* _Texte de la page_:
++++

Socialistes, croyez-vous encore à vos mythes ?

Publié le

Trois mois après la victoire de Nicolas Sarkozy, Jacques Julliard revient sur les leçons de la présidentielle et interpelle le PS sur les vraies raisons de sa défaite
 
I. Vers le bipartisme
Quand la mousse de l'événement sera retombée. Quand les municipales du printemps prochain constitueront, comme dira alors «le Monde», un sérieux avertissement pour la majorité. Quand Nicolas Sarkozy, lassé de jouer les Fregoli de la politique française, se résignera à n'être plus que le président de la République. Alors on s'apercevra que la principale nouveauté de la récente présidentielle aura été l'entrée de la France dans le bipartisme...
La Ve République nous avait donné la bipolarisation, c'est- à-dire l'organisation de la vie politique autour de deux pôles, la majorité et l'opposition. Les électeurs sont en train de nous donner le bipartisme, c'est-à-dire la réduction de chacun des deux camps, la gauche et la droite, à un parti dominant.
 
Contrairement à ce que l'on prétend, la France n'est pas le pays qui a inventé la division de l'opinion en deux camps. Son idéal n'est pas le bipartisme, mais l'union nationale. L'Ancien Régime et la Révolution sont sur ce point d'accord: la seule question, mais elle est décisive, est de décider autour duquel des deux camps se fera cette union. Des grandes démocraties occidentales, la France a été la plus lente et la plus réticente à admettre que la division de la robe sans couture de l'unité nationale n'est pas un accident dû au mauvais vouloir de quelques «séparatistes» (le mot est de De Gaulle), mais une situation normale.
 
La dernière présidentielle, si elle est confirmée par les prochains scrutins, aura été une étape décisive dans la normalisation bipartisane. C'est la droite qui est la plus avancée dans cette voie. Nicolas Sarkozy a parachevé la démarche unificatrice qui avait été avant lui celle de De Gaulle. D faut se souvenir que tout au long de la IIIe et de la IVe République la droite n'était pas la grande cathédrale que redoutent ses adversaires, mais une série de chapelles rivales, d'autant plus irréductibles les unes aux autres qu'elles n'étaient guère séparées que par la concurrence des personnes.

++++

* _Consignes_:
(1) Citez fidèlement le texte de la page, de "I. Vers le bipartisme" jusqu'à "dans le bipartisme...".
(2) Présentez sous forme de liste JSON de chaînes les lignes des enregistrements qui vont de celle contenant "to locate ground" jusqu'à celle contenant "left=0, top=134, right=299, bottom=199", ces deux lignes comprises. Mettez une chaîne par ligne, omettez les lignes vides et ne donnez rien d'autre.

++++

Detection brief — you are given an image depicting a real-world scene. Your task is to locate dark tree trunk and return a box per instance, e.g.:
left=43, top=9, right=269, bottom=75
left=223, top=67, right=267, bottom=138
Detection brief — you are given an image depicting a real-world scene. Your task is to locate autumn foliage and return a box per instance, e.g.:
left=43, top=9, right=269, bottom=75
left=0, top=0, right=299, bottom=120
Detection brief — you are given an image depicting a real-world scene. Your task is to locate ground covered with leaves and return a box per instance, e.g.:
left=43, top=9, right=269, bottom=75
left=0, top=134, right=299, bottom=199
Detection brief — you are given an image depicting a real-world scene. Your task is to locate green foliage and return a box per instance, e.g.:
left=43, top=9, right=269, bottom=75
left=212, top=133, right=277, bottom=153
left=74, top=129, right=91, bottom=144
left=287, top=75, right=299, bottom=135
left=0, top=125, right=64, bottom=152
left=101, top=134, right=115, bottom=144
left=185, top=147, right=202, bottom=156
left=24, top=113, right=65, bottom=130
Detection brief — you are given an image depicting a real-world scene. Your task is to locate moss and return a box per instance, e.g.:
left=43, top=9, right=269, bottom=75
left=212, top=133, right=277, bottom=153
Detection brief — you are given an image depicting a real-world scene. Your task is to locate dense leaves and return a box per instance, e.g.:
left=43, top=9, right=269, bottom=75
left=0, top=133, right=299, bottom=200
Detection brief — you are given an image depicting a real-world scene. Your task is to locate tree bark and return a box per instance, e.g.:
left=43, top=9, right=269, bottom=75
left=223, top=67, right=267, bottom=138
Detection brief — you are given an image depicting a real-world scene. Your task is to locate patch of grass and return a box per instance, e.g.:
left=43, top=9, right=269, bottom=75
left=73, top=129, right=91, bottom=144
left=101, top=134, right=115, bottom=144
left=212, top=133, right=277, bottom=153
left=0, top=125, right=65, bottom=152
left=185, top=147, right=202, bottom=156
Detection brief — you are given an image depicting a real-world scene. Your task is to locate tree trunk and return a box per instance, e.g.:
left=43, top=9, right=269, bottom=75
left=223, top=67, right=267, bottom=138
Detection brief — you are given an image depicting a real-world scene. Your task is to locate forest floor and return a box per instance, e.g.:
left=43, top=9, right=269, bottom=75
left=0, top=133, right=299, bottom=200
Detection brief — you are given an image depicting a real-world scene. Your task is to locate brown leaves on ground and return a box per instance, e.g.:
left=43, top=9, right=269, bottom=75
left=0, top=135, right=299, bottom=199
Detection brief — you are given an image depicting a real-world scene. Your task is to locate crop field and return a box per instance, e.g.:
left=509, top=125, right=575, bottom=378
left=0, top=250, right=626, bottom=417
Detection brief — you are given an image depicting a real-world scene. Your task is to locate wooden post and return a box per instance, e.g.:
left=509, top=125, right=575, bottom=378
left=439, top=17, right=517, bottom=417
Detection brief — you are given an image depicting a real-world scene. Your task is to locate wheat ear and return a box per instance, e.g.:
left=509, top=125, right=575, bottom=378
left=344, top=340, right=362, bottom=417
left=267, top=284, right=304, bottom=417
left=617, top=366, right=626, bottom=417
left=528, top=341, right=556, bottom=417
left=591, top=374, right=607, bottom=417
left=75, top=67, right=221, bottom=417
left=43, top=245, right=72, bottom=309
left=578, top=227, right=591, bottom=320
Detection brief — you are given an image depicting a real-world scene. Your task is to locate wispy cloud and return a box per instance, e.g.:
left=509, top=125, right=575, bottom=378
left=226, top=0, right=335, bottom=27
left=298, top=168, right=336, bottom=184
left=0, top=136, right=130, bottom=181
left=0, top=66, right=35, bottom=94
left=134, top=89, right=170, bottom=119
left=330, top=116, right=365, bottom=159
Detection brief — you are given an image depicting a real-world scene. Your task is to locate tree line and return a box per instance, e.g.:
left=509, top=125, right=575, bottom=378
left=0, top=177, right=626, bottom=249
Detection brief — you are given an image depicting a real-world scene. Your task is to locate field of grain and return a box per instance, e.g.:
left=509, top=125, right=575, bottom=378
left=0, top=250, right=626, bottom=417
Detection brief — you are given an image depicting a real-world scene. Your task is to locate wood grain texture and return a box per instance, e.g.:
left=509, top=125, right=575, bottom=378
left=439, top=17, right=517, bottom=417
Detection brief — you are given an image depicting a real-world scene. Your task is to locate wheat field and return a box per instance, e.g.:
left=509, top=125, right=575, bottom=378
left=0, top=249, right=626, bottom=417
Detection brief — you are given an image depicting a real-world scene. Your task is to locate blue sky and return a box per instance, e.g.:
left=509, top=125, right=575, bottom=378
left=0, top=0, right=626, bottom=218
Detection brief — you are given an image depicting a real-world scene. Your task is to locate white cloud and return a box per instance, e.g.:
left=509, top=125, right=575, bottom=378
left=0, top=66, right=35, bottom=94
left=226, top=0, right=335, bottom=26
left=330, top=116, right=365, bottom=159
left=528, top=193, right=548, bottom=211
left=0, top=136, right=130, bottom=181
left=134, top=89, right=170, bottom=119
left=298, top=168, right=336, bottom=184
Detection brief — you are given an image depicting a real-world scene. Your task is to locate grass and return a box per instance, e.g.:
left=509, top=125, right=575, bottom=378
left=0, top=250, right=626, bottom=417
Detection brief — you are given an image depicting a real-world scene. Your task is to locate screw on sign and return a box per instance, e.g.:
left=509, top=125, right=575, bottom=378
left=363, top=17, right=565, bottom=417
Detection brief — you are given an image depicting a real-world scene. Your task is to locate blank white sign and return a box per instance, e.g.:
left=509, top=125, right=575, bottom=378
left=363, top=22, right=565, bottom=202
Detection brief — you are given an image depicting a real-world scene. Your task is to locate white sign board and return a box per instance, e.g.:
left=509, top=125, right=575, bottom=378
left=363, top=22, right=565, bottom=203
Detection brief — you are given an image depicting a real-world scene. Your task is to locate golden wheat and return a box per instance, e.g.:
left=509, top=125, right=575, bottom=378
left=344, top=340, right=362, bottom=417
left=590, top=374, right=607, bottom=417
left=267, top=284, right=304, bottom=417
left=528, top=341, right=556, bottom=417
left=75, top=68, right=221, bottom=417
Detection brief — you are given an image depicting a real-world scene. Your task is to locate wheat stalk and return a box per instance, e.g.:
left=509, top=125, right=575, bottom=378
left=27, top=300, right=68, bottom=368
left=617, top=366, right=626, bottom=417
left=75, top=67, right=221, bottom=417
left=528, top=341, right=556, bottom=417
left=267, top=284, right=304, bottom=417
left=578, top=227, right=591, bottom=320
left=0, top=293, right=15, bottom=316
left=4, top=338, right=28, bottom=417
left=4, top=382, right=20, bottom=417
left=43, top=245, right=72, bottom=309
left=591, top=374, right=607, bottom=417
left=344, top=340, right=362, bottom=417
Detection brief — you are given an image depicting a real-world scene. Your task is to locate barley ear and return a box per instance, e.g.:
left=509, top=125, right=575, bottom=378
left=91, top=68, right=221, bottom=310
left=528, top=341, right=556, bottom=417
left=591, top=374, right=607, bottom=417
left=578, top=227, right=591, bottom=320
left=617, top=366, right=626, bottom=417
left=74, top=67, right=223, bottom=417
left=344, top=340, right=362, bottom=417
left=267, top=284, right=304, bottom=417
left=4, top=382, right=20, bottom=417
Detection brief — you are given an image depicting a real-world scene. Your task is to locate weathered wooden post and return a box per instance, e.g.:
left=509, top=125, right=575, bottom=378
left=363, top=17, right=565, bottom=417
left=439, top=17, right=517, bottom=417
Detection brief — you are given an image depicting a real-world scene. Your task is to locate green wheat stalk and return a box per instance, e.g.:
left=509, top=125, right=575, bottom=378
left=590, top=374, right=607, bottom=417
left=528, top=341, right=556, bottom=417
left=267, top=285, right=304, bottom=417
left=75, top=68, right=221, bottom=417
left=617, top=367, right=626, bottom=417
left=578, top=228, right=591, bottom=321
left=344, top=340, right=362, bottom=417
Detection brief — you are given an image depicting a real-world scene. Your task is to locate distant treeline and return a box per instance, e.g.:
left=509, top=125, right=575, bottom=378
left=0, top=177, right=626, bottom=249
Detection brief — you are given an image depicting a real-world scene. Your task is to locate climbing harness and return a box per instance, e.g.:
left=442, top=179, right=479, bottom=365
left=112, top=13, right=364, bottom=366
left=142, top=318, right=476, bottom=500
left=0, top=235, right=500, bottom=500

++++

* _Réponses par consigne_:
(1)
I. Vers le bipartisme
Quand la mousse de l'événement sera retombée. Quand les municipales du printemps prochain constitueront, comme dira alors «le Monde», un sérieux avertissement pour la majorité. Quand Nicolas Sarkozy, lassé de jouer les Fregoli de la politique française, se résignera à n'être plus que le président de la République. Alors on s'apercevra que la principale nouveauté de la récente présidentielle aura été l'entrée de la France dans le bipartisme...

(2)
[
  "Detection brief — you are given an image depicting a real-world scene. Your task is to locate ground covered with leaves and return a box per instance, e.g.:",
  "left=43, top=9, right=269, bottom=75",
  "left=0, top=134, right=299, bottom=199"
]